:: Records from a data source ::
-.-.-

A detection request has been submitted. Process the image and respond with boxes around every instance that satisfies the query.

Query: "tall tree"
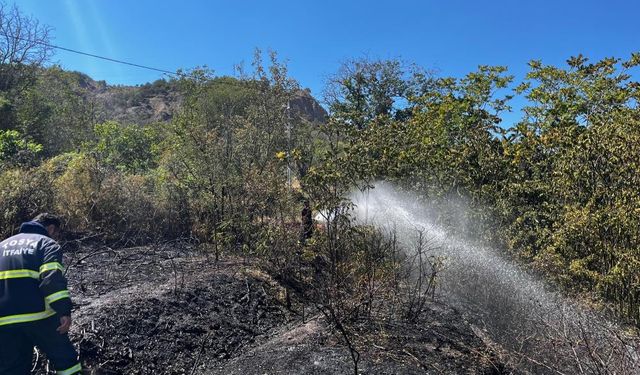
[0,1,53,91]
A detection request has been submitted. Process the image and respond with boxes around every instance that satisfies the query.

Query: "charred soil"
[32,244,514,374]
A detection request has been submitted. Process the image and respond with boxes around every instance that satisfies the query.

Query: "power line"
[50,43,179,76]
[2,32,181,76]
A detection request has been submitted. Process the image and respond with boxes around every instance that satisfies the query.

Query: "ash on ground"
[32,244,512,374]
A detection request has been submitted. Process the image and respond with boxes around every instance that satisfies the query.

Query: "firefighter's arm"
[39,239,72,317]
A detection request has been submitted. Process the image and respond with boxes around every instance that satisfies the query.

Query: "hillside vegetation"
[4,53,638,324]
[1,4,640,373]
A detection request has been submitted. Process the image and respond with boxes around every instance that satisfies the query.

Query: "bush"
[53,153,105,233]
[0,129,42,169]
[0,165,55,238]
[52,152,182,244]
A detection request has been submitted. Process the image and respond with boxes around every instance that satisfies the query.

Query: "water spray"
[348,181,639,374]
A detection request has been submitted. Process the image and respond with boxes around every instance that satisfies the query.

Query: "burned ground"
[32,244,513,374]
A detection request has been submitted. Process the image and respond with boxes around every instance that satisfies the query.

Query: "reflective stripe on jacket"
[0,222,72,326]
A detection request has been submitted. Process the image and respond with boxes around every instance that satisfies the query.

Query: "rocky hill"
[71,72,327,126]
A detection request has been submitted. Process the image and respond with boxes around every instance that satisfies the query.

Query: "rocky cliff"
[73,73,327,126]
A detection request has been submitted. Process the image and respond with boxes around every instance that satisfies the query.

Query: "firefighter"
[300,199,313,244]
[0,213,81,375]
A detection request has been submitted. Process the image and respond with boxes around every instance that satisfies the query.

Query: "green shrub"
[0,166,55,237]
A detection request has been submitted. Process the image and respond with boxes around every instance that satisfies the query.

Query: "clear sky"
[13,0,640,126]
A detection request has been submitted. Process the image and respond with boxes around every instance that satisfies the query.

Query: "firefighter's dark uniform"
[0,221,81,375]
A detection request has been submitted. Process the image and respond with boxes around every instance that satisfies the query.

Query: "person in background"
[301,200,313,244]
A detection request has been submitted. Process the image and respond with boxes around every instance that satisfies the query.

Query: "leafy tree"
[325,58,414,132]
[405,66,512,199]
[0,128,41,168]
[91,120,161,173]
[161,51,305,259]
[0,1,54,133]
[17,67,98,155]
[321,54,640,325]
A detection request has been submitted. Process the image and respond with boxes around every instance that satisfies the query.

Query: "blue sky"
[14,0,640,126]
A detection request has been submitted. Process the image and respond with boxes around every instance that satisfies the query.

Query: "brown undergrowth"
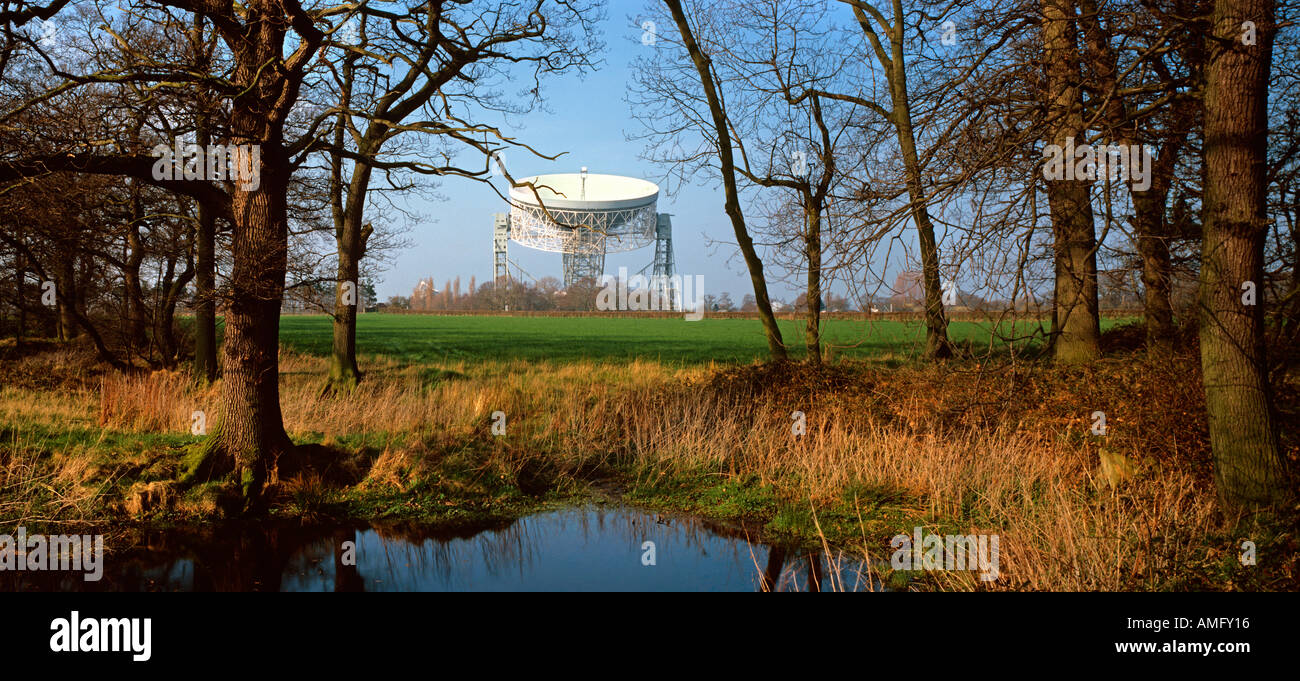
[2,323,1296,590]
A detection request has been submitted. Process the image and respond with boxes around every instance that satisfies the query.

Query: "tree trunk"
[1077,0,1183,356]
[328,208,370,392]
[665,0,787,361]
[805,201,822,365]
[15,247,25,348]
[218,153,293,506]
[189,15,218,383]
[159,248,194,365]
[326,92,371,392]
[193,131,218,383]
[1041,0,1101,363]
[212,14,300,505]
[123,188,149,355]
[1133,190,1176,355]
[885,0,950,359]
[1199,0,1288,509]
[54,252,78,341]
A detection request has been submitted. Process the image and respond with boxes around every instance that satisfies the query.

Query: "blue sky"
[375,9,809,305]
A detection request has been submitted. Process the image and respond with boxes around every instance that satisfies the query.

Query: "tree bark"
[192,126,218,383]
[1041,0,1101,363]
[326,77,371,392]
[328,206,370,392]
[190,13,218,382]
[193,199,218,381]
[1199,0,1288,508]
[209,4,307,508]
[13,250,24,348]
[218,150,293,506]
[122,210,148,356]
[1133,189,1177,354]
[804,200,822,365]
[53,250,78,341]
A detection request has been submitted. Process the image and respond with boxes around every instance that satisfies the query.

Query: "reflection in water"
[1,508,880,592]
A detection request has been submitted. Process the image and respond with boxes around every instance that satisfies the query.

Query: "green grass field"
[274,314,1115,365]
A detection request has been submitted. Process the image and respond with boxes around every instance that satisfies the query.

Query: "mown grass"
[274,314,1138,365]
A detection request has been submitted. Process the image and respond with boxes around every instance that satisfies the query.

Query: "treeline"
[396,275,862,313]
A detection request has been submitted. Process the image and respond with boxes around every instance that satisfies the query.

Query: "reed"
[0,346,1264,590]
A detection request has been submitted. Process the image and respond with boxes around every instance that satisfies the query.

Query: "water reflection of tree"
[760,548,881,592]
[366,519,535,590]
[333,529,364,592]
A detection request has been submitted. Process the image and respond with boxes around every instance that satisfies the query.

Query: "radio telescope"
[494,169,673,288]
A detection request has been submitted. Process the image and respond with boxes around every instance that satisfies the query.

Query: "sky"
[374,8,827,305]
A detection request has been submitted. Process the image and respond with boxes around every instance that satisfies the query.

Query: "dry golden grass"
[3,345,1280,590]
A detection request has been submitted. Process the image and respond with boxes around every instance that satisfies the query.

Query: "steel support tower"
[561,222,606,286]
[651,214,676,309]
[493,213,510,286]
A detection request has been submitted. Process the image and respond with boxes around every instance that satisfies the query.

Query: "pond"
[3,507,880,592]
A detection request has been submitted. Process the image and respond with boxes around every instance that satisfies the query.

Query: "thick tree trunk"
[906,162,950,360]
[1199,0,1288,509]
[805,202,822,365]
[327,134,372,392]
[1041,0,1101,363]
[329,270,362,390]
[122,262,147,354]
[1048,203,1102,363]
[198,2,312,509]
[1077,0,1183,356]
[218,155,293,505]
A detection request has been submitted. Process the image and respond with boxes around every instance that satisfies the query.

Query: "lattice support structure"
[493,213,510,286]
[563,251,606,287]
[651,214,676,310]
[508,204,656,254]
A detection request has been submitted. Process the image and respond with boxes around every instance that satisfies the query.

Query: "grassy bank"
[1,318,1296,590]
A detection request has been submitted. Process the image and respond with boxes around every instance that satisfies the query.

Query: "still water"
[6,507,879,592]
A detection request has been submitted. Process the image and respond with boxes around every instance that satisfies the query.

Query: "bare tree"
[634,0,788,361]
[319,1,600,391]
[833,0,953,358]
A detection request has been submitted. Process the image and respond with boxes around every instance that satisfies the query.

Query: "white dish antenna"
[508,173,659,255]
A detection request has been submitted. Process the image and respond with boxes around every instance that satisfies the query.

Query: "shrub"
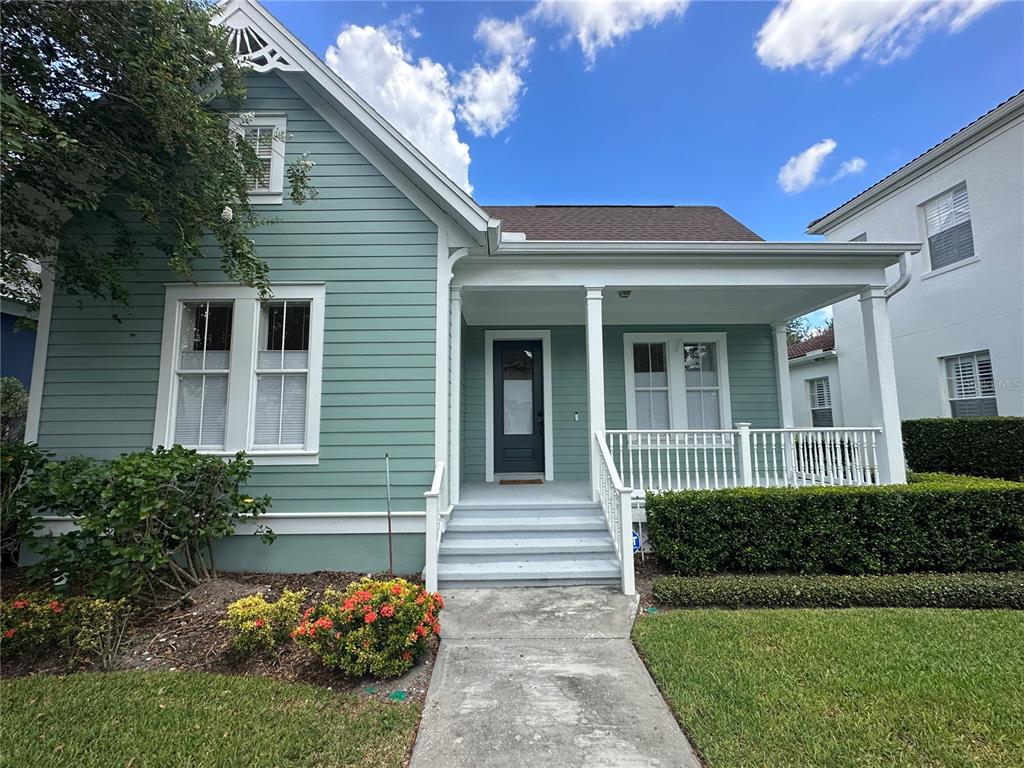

-.-.-

:: Your objective ::
You are asked to output the records precisely as they appear, minus any pictures.

:: Answer ::
A detection request has been submitted. Process the image and respond with boxes around every instance that satisfies the query.

Query: "tall tree"
[0,1,53,91]
A detection request has been submitted. Process the image and respond with boxes around every instance that satisfies the query.

Query: "charred soil"
[32,244,514,374]
A detection request has been submitted. Process the image and respond with boxes around every instance that satisfies the query.

Query: "power line"
[50,43,179,76]
[2,32,181,76]
A detection request has been submitted. Process the image and respond with boxes around every instance that satisfies the query.

Query: "ash on ground"
[32,244,512,374]
A detection request has been submitted. Process the image and respond with boxes around every instance that satisfies the query.

Query: "firefighter's arm"
[39,239,72,317]
A detection request has been submitted. Process the image and respond with boxes around every instance that satisfies the query.

Query: "hillside vegetation"
[4,53,638,324]
[1,4,640,373]
A detection request has been submitted. Process the image and respond with boxes around every instance that satisfies the query.

Query: "bush"
[53,153,105,233]
[0,129,42,169]
[0,165,55,238]
[52,152,182,244]
A detection request has been submitted. Process the image and respond with boxes around every instance that satisfies the query.

Query: "water spray"
[348,181,639,374]
A detection request has been submitted. Process the image and respond with boxes around every instance that satisfies the query.

Query: "burned ground"
[32,244,513,374]
A detection request has been submitted. Process the image and respond with boxes around every instance that satisfies the query.

Query: "reflective stripe on jacket"
[0,222,72,326]
A detection request has been submitted. Process the image and respond with boxes around every instance that satisfies the query.

Query: "rocky hill"
[71,72,327,126]
A detection request has been submitted. Process the image and respond with boxes around every instance that satisfies the query.

Query: "rocky cliff"
[73,73,327,126]
A detection request has been submitted. Process the image and respond with boxes around every instance that satisfies the query.

Query: "firefighter"
[300,199,313,244]
[0,213,81,375]
A detection request has been submitted. Process the image and respond with boxes around every instance that satisfies the query.

Query: "green shrub"
[0,166,55,237]
A detection request has been submitted. Process the image and respond with boxes around every instance that satisfies the query.

Query: "clear sky"
[13,0,640,126]
A detection request has been submitted. Process the image and respond with boxes around every instance that satisfies the query.

Query: "firefighter's dark uniform"
[0,221,81,375]
A detection request has been submitted. Process the image and respond with boxes around every instance that satisfies the query.

Query: "person in background"
[301,200,313,244]
A detection request has been submitted. Process the image and respond with boxes around every instance that satisfies the query.

Query: "leafy tree"
[325,58,414,132]
[405,66,512,199]
[0,128,41,168]
[91,120,161,173]
[161,51,305,259]
[0,1,54,133]
[17,67,98,155]
[321,54,640,325]
A detection request has been submitted. Process the image and respond with boxes around every instance that satisfies the query.

Query: "blue sky"
[14,0,640,126]
A detection request has been submitted. Process the image and respond with boxes around every instance that satisfies the query.

Query: "brown undergrowth"
[2,323,1296,590]
A detection request has been submitted. Process the image and respond with boxes around every instance that satisfies the query.

Query: "tree trunk"
[1077,0,1183,356]
[328,208,370,392]
[665,0,787,361]
[805,201,822,365]
[15,247,25,348]
[218,153,293,506]
[189,15,218,383]
[159,248,194,365]
[326,92,371,392]
[193,131,218,383]
[1041,0,1101,363]
[212,14,300,505]
[123,188,149,355]
[1133,190,1176,355]
[885,0,950,359]
[1199,0,1288,509]
[54,252,78,341]
A detection request has been submitted. Process the image and respond with boxes around every instance that satisfies the query.

Query: "blue sky"
[375,9,809,305]
A detection request has been submitted. Process the image and respond with boxes around every instance that satisfies the query.

Query: "tree bark"
[192,126,218,383]
[1041,0,1101,363]
[326,77,371,392]
[328,206,370,392]
[190,13,218,382]
[193,199,218,381]
[1199,0,1288,508]
[209,4,307,508]
[13,250,24,348]
[218,150,293,506]
[122,210,148,356]
[1133,189,1177,354]
[804,200,822,365]
[53,250,78,341]
A detection request has been submitted. Process the image and respond with boxes around every instance that satisfies the query.

Query: "reflection in water"
[1,508,880,592]
A detection request has been submitted. Process the image and respond with boxes around every instance that satisfies the query.

Query: "green grass field"
[274,314,1115,365]
A detection request has been submitted. Process the image and respond with boxes around every instance that satisfies the query.

Query: "mown grass"
[274,314,1138,365]
A detection request has been submitted. Process the image and respond with boxes around every instance that satisfies the query.

Query: "treeline"
[396,275,862,313]
A detection request has been submitted. Process the image and respond with boxes around every instance that satisfies the query.

Query: "reed"
[0,346,1264,590]
A detection request has been submitted. Process the image and respond with boxes around every instance that satisfies the query.

Query: "water reflection of tree"
[760,548,881,592]
[366,519,535,590]
[333,529,364,592]
A detection request has been submitted. Process the image and respond with boxes around every instance that satisfies the query.

Query: "radio telescope"
[494,169,673,288]
A detection request has been submitted. Process the image and respond with boxes around every instance that satisfies the query.

Query: "sky"
[374,8,827,305]
A detection request has been submitted. Process the image and respond with boxes around every instance that satisfies the query.

Query: "dry golden grass"
[3,345,1280,590]
A detection request has been submitted. Process the image and respond with boxes around every instance that satisfies the query.

Query: "steel support tower"
[561,222,606,286]
[651,214,676,309]
[493,213,510,286]
A detection request has been submitted. Process the image and respond with boxes around every instance that satisfies the query.

Query: "pond"
[3,507,880,592]
A detection request has been submitted. Process the image and respond with boxes around every instance that satisfies the query.

Query: "thick tree trunk"
[906,162,950,360]
[1199,0,1288,509]
[805,202,822,365]
[327,134,372,392]
[1041,0,1101,363]
[329,270,362,390]
[122,262,147,354]
[1048,203,1102,363]
[198,2,312,509]
[1077,0,1183,356]
[218,155,293,505]
A detection request has been submitted. Process the image and respond with boxes around every instance that satisfies the query.

Query: "lattice support structure"
[493,213,510,286]
[563,251,606,287]
[651,214,676,310]
[508,204,656,254]
A detection request has been submitted. Process the image and respond with boxes around every instance that satisfies the query.

Query: "grassy bank"
[1,318,1296,590]
A detection request has been submitted. Process the image and respond with boxes around every instance that satisfies the query.

Query: "still water"
[6,507,879,592]
A detection request has been submitted. Process the image and respond with boxes around every instance that satisfies the query.

Query: "bare tree"
[634,0,788,361]
[319,1,600,391]
[833,0,953,358]
A detection request has been submitted. Process the image and respond with boxes around every instance that satisfies the query.

Query: "white dish antenna"
[508,173,659,255]
A detection request has been submitted. Process the image and respond with boxes around every instance that satisfies the query.

Query: "shrub"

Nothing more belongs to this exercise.